EXCERPT TO READ -
Religious Leaders Tackle Montgomery Police Policy On Immigrants

February 12, 2009

Author: Megan Miller

Source: Capital News Service

Maryland members of the Interfaith Immigration Coalition, which came to Capitol Hill Wednesday calling for comprehensive federal reform, criticized Montgomery County's toughening policy on illegal immigrant crime.

"We are called to act on what we preach, and to show that there are no strangers among us," said Rev. Joan Carter Rimbach, pastor of the First United Methodist Church of Hyattsville, which hosts a monthly legal clinic on immigration issues. "We're dealing with human lives here. With individuals and with families."

Montgomery County's new criminal policy, announced by County Executive Isiah Leggett Tuesday, calls for "anyone arrested and charged in Montgomery County for crimes of violence" or for illegal handgun possession to be reported to Federal Immigration and Customs Enforcement for an immigration status check. Status questions could prompt deportation.

"This new policy can assist the county in helping to keep violent offenders off the streets," Leggett's announcement read. "We can accomplish this without our officers becoming federal immigration police or crossing the line into 'profiling' individuals based on their race or ethnicity."

"We believe that local enforcement of federal immigration laws is a bad idea," said Kelly O'Brien, a lawyer with the immigrant rights organization CASA of Maryland. O'Brien called Montgomery's new policy "the lesser of evils" compared with more aggressive measures elsewhere, including Frederick County.

INFORMATION -
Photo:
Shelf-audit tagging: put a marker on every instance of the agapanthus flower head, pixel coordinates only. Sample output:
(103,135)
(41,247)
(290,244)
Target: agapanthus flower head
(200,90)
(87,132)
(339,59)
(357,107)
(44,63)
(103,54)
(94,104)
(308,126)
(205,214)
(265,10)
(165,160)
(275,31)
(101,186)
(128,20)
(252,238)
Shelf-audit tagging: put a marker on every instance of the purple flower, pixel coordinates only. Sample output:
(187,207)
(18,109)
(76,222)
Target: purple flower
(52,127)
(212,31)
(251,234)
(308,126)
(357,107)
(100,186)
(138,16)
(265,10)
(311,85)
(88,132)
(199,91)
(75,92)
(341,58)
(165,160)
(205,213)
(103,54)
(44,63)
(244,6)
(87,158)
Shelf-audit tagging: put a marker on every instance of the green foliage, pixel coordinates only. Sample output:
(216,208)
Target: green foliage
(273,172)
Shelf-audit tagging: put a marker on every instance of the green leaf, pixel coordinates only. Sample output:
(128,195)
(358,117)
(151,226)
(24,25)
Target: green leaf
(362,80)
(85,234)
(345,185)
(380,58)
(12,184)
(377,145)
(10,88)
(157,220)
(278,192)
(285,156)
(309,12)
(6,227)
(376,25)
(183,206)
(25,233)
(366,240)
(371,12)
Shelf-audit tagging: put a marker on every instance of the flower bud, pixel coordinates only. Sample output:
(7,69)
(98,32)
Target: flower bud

TO DO -
- A) In the news article about Montgomery County's immigrant policy, what does the First United Methodist Church of Hyattsville host each month?
- B) Repeat word for word the stretch of the news article about Montgomery County's immigrant policy from "Maryland members of" through "could prompt deportation.".

RESULTS BY TASK -
- A) A legal clinic on immigration issues.

- B)
Maryland members of the Interfaith Immigration Coalition, which came to Capitol Hill Wednesday calling for comprehensive federal reform, criticized Montgomery County's toughening policy on illegal immigrant crime.

"We are called to act on what we preach, and to show that there are no strangers among us," said Rev. Joan Carter Rimbach, pastor of the First United Methodist Church of Hyattsville, which hosts a monthly legal clinic on immigration issues. "We're dealing with human lives here. With individuals and with families."

Montgomery County's new criminal policy, announced by County Executive Isiah Leggett Tuesday, calls for "anyone arrested and charged in Montgomery County for crimes of violence" or for illegal handgun possession to be reported to Federal Immigration and Customs Enforcement for an immigration status check. Status questions could prompt deportation.